= Location labeling records =
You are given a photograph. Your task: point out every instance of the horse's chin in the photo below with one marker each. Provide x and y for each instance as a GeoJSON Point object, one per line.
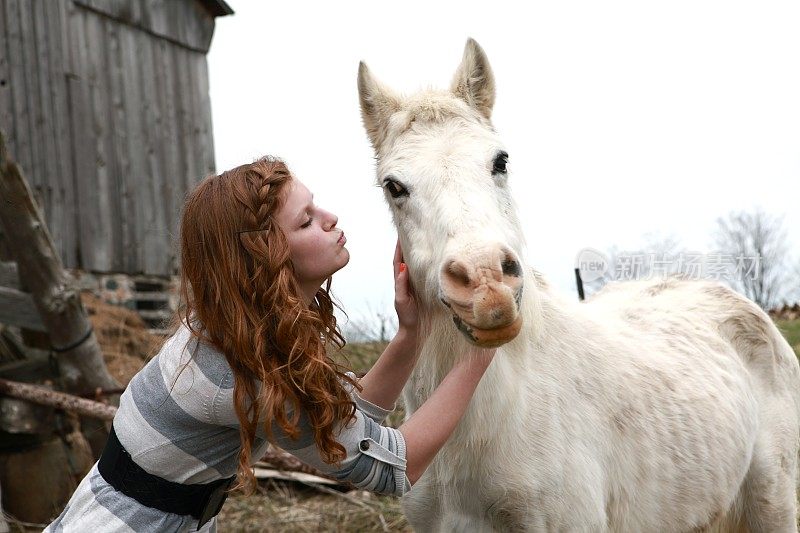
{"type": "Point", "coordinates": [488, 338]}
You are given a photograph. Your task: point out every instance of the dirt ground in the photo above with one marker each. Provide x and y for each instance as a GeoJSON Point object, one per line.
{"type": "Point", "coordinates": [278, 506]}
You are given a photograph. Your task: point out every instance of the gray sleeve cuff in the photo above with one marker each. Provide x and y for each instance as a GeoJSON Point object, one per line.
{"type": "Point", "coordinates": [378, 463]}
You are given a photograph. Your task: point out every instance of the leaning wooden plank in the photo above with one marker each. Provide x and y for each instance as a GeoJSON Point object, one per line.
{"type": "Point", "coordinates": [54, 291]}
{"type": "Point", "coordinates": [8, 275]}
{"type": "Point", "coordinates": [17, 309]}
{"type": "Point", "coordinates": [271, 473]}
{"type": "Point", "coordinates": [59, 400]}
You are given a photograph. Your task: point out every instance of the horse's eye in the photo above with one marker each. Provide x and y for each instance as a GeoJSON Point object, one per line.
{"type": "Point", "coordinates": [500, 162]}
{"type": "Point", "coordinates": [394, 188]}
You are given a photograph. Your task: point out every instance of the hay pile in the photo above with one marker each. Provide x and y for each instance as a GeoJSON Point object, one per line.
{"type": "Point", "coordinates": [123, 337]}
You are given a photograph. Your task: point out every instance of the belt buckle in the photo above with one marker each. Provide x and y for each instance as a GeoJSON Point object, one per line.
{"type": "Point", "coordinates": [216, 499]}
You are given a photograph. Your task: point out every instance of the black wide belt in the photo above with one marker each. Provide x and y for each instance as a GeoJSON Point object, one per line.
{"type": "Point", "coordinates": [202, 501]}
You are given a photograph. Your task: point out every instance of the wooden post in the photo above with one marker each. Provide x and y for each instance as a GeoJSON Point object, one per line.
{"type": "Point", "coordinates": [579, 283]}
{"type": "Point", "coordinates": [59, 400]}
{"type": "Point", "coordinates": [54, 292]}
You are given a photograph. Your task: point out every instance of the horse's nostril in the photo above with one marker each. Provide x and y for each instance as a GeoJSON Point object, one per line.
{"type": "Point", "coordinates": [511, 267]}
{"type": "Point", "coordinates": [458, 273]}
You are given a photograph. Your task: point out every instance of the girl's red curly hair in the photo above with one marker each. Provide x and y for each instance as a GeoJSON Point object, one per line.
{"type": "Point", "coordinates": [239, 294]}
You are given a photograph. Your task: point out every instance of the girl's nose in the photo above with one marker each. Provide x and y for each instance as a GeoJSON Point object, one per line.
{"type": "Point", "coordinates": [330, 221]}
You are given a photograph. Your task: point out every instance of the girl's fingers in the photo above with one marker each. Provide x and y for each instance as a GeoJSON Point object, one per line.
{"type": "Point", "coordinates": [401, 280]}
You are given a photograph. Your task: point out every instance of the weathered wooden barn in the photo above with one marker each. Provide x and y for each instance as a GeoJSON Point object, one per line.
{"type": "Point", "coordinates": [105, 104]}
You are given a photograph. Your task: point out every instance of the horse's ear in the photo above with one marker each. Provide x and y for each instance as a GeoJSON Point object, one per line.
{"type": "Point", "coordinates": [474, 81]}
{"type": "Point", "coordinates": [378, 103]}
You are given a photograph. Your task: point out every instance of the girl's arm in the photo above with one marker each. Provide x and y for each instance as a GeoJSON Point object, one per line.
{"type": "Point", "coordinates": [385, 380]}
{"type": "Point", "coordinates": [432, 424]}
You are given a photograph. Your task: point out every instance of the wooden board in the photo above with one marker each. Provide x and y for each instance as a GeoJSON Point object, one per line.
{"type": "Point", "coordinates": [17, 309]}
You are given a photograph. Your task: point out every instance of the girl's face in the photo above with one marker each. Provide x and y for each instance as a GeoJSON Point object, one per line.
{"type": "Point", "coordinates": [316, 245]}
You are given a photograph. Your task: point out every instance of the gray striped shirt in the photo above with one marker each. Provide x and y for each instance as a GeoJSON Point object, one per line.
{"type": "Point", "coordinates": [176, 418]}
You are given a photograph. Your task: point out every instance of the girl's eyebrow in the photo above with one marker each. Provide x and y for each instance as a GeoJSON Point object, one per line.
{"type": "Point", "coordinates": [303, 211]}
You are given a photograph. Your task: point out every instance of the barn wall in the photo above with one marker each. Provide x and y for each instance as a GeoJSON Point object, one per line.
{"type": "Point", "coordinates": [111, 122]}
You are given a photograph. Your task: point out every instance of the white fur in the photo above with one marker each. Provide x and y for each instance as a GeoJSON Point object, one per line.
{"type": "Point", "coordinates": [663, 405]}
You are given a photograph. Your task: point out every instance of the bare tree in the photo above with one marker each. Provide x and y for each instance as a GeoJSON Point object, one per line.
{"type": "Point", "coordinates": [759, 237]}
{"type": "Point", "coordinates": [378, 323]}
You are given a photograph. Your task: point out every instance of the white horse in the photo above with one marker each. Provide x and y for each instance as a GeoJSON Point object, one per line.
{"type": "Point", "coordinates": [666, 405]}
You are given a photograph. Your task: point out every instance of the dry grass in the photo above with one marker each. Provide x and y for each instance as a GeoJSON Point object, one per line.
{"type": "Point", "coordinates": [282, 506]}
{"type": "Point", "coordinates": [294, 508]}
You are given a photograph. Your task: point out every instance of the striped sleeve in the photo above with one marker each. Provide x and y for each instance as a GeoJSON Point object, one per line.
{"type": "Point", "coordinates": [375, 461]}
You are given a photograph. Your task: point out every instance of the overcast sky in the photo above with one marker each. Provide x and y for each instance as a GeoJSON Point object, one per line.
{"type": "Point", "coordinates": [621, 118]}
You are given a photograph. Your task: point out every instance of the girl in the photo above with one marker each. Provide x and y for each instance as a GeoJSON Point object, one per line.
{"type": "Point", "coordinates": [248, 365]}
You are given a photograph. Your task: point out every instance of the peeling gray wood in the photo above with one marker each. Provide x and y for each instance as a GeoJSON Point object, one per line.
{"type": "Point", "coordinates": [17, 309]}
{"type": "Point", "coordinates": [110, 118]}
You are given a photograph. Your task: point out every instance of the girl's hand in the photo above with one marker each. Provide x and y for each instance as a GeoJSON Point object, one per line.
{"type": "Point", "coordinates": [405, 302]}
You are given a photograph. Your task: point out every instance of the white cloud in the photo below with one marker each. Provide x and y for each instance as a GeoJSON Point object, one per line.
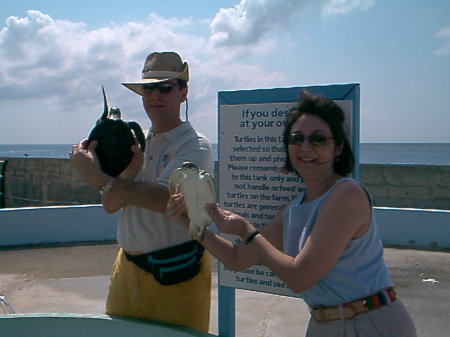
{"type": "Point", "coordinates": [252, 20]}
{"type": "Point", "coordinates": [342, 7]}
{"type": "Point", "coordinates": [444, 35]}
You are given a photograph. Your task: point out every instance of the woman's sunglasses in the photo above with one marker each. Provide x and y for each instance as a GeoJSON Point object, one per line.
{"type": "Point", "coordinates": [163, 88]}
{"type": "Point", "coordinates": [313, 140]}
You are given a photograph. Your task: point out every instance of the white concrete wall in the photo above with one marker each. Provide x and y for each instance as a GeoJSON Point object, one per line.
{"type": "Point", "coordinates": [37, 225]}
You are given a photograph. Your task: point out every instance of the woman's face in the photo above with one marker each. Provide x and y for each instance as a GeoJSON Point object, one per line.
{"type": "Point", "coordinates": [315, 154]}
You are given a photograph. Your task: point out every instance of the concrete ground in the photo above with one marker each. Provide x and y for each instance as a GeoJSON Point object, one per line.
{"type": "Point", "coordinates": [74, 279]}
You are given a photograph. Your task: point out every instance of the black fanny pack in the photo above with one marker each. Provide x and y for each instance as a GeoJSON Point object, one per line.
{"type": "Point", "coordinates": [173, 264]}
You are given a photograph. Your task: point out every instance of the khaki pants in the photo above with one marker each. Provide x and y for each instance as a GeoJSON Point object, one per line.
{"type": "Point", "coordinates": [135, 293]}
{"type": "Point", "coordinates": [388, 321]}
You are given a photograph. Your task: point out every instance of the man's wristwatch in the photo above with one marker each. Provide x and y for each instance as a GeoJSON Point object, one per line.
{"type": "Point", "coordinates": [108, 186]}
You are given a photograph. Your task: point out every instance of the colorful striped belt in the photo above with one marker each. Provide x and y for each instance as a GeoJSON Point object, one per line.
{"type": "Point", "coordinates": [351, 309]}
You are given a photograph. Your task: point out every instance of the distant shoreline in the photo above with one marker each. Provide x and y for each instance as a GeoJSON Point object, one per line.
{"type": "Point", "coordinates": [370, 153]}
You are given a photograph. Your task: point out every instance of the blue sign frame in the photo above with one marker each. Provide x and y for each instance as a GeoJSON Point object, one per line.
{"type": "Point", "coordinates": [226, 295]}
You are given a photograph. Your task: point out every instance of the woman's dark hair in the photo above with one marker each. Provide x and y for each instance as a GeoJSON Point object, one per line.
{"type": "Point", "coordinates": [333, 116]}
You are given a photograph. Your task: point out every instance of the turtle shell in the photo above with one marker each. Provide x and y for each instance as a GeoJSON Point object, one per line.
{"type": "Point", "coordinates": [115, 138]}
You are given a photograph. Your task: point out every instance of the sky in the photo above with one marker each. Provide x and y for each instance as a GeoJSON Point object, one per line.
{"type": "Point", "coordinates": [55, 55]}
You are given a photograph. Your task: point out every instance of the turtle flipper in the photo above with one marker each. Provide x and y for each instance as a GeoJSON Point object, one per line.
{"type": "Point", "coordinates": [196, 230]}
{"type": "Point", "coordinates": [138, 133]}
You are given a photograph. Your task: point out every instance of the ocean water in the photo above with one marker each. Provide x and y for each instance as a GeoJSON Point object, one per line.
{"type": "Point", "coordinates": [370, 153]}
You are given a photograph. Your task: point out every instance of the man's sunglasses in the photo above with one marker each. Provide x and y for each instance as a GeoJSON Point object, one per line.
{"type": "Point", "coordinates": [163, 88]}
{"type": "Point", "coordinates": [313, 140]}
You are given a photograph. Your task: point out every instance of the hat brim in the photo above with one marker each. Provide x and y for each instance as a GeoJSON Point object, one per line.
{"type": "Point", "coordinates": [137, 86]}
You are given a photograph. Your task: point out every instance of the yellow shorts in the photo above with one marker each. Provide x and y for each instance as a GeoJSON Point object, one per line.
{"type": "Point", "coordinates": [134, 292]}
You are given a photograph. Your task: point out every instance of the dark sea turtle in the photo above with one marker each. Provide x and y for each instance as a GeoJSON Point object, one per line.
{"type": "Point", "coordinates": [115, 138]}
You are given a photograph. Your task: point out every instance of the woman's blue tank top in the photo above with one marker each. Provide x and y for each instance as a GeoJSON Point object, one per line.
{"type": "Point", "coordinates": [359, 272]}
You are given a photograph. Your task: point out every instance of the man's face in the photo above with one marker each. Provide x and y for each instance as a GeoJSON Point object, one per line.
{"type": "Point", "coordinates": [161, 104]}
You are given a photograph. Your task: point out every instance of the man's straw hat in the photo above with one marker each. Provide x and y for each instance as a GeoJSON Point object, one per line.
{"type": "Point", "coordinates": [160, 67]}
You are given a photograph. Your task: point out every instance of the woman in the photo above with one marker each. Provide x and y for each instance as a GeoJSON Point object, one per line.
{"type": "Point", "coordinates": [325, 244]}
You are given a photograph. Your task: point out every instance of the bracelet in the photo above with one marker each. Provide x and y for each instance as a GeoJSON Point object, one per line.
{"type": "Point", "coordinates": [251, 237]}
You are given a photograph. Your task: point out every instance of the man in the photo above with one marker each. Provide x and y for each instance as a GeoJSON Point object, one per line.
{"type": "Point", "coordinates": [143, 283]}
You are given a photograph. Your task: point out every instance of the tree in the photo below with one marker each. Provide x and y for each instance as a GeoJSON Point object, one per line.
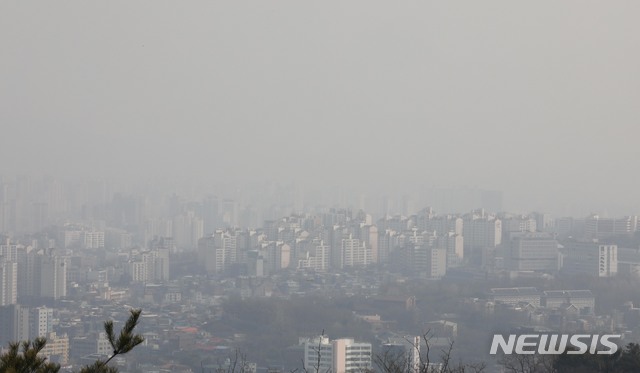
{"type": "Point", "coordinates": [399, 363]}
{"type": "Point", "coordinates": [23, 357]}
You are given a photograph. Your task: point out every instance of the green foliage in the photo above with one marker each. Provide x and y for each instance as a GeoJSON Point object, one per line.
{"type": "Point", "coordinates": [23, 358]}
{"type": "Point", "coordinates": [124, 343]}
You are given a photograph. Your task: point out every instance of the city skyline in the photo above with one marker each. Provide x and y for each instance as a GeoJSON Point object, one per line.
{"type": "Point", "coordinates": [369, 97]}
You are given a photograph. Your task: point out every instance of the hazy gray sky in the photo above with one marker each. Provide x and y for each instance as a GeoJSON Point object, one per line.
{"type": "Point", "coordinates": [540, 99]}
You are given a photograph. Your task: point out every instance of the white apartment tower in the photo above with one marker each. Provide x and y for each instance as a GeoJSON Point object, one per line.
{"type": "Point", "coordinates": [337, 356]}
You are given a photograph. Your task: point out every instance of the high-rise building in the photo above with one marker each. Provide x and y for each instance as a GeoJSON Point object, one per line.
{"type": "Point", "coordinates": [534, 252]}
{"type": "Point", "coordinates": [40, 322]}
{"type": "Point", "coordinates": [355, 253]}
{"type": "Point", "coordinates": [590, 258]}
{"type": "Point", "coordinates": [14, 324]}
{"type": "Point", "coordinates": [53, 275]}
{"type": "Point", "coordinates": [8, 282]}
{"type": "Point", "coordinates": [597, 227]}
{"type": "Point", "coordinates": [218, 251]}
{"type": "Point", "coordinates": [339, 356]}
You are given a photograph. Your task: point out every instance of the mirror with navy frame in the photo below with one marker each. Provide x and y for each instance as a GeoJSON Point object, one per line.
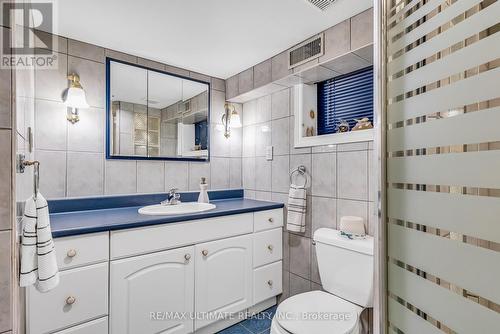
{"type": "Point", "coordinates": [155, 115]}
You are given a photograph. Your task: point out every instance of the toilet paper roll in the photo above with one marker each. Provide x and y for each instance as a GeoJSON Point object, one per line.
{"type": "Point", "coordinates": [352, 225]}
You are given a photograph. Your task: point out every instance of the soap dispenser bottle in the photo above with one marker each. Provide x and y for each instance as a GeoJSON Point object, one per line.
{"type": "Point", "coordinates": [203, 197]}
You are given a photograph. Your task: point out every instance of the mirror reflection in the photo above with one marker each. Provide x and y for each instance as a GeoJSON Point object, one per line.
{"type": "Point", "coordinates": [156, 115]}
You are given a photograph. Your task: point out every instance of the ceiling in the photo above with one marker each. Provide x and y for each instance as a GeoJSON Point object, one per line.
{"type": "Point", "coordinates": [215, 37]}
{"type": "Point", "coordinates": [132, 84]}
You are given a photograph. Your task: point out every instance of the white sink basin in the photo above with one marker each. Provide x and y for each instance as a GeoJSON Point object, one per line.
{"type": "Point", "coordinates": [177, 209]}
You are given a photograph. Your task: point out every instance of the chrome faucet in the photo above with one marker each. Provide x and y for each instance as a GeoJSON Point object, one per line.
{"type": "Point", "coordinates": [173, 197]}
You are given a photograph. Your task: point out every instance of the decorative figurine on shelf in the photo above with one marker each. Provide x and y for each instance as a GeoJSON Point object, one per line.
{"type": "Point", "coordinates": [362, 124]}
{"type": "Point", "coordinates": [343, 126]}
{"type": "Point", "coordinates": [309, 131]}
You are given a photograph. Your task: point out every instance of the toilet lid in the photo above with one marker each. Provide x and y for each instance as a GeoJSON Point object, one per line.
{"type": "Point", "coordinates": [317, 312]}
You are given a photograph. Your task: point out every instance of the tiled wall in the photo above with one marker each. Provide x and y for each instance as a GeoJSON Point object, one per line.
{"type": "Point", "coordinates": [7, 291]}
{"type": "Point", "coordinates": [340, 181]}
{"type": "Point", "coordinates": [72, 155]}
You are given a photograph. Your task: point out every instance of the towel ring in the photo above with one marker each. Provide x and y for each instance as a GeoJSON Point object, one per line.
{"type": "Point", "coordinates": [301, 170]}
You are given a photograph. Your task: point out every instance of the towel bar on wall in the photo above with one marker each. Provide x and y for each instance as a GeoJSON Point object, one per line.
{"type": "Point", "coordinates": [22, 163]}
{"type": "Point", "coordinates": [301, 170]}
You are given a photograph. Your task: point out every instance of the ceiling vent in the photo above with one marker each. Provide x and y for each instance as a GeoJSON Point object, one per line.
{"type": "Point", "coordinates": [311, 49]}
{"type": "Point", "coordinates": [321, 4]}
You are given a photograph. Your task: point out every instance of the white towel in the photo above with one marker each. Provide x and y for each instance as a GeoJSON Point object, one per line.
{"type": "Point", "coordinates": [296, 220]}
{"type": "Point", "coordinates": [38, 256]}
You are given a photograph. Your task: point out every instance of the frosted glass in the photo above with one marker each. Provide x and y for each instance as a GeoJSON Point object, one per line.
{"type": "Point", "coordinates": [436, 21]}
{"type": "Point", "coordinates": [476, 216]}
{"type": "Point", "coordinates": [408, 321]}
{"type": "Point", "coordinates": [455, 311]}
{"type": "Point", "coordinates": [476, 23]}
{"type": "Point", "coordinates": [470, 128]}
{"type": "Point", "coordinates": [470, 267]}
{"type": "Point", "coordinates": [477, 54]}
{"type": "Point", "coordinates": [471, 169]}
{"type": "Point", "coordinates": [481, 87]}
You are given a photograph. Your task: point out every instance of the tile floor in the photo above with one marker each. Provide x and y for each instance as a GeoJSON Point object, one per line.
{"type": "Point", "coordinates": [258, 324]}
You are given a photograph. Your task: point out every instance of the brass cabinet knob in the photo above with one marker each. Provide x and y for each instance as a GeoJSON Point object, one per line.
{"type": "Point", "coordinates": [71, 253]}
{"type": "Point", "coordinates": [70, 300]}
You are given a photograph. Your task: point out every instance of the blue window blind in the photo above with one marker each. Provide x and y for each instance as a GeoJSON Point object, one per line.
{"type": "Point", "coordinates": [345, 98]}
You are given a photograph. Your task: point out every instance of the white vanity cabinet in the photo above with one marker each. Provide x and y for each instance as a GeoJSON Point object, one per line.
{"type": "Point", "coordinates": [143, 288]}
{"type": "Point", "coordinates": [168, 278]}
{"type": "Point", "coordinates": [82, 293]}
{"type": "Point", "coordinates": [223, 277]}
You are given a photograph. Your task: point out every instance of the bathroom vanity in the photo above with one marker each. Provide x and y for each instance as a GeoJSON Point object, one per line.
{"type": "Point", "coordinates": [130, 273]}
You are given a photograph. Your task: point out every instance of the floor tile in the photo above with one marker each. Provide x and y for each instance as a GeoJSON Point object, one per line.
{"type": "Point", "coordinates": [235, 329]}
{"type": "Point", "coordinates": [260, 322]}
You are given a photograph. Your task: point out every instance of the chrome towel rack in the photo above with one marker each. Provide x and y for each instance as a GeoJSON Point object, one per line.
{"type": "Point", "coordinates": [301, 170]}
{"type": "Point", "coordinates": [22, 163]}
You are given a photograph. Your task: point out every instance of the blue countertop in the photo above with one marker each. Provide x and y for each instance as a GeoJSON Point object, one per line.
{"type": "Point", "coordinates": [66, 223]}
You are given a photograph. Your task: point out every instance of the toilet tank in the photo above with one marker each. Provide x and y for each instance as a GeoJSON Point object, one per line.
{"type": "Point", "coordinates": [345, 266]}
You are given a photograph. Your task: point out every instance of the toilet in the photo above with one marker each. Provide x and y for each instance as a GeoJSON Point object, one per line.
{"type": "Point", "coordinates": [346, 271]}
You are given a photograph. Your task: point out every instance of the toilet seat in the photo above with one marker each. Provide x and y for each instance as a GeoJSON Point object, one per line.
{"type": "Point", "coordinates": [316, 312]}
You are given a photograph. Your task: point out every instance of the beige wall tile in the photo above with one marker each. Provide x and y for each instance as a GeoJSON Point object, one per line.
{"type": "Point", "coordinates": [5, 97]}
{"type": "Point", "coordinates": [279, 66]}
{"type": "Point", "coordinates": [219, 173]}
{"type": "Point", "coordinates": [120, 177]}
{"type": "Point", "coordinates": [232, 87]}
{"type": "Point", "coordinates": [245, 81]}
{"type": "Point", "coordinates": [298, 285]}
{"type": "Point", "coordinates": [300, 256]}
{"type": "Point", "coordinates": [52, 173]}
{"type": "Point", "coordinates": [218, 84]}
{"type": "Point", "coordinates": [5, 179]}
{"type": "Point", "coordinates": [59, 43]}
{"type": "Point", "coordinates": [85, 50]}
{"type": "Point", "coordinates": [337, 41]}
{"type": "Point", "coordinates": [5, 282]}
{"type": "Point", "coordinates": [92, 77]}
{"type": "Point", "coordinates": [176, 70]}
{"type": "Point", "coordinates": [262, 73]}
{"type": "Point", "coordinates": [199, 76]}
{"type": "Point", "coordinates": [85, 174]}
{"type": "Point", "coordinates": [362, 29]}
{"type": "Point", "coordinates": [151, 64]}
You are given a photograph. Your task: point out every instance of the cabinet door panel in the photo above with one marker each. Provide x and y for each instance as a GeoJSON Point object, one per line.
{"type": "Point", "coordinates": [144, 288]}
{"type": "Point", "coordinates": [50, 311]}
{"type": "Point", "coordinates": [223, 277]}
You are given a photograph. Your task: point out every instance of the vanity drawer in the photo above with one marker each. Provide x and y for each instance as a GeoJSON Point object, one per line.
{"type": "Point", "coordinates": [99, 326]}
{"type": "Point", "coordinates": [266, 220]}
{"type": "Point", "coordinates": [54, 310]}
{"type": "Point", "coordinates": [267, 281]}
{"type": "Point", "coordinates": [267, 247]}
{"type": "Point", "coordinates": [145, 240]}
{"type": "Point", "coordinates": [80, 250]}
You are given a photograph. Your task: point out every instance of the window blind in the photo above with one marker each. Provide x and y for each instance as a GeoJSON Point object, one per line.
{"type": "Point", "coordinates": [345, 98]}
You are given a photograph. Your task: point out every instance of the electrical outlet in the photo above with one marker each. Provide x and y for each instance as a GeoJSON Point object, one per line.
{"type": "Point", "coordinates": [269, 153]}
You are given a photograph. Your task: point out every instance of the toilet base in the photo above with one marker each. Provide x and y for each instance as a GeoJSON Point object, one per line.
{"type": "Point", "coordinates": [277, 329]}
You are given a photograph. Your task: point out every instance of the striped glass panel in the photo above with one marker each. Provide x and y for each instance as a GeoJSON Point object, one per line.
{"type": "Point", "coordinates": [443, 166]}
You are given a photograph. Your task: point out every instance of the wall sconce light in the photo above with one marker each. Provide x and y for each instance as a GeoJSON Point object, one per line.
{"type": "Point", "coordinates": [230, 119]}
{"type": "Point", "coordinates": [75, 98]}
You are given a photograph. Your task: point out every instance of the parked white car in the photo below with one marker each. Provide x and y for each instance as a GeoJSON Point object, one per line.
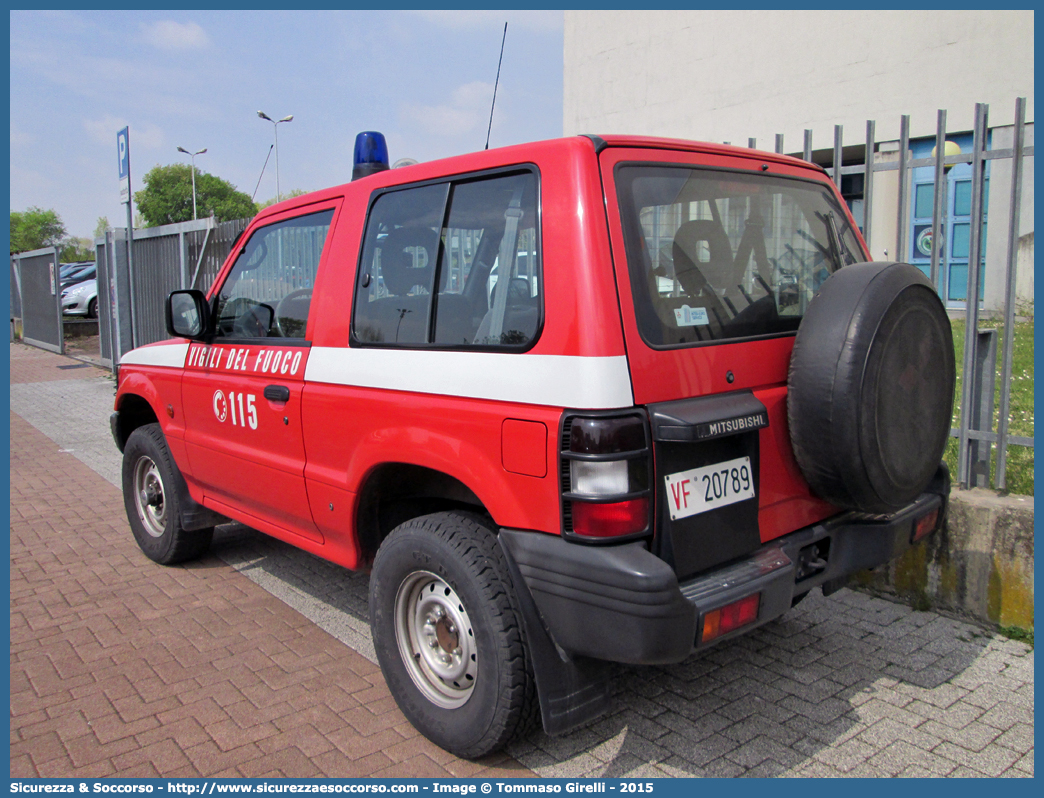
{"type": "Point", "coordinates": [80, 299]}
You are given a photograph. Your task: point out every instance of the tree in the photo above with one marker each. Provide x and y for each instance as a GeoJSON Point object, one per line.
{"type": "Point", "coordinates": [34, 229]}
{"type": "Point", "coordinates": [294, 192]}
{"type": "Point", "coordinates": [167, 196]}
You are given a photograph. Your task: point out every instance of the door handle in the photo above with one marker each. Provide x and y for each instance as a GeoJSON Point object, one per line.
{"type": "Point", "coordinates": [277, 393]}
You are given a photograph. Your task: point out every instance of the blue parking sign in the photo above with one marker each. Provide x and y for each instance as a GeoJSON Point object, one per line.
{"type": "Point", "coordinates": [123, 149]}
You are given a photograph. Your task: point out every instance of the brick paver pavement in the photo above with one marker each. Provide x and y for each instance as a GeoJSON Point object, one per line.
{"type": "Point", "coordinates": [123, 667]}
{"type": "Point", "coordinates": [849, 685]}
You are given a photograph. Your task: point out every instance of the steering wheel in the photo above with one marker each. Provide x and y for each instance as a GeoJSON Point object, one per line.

= Description of the task =
Reproduce the listing above exactly from the line containing "of the door" through its last line, with both of those lines included.

= Output of the task =
You are given a photograph. Your task: point out every instance of the door handle in the photo above with one marker each. Provide x and y for each instance as a GeoJSON Point object, one per line.
{"type": "Point", "coordinates": [277, 393]}
You are given a photograph. Your task: point out every instance of the blue parking sign in the photo above with one marker each. Provide x and y for each instance as a GeoJSON Point object, one per line.
{"type": "Point", "coordinates": [123, 149]}
You are given a photograph. Your task: point out every instance of the brick paver pavement in the photo above with one marker each. Provide x and y for each instance as a GeoJSON Point object, one per line.
{"type": "Point", "coordinates": [123, 667]}
{"type": "Point", "coordinates": [849, 685]}
You are given a photograph. Your task: point out every instance of the steering wheel in the photo above with one marker each. Provide x and y for each instance as a GeoJSON Point object, one per line.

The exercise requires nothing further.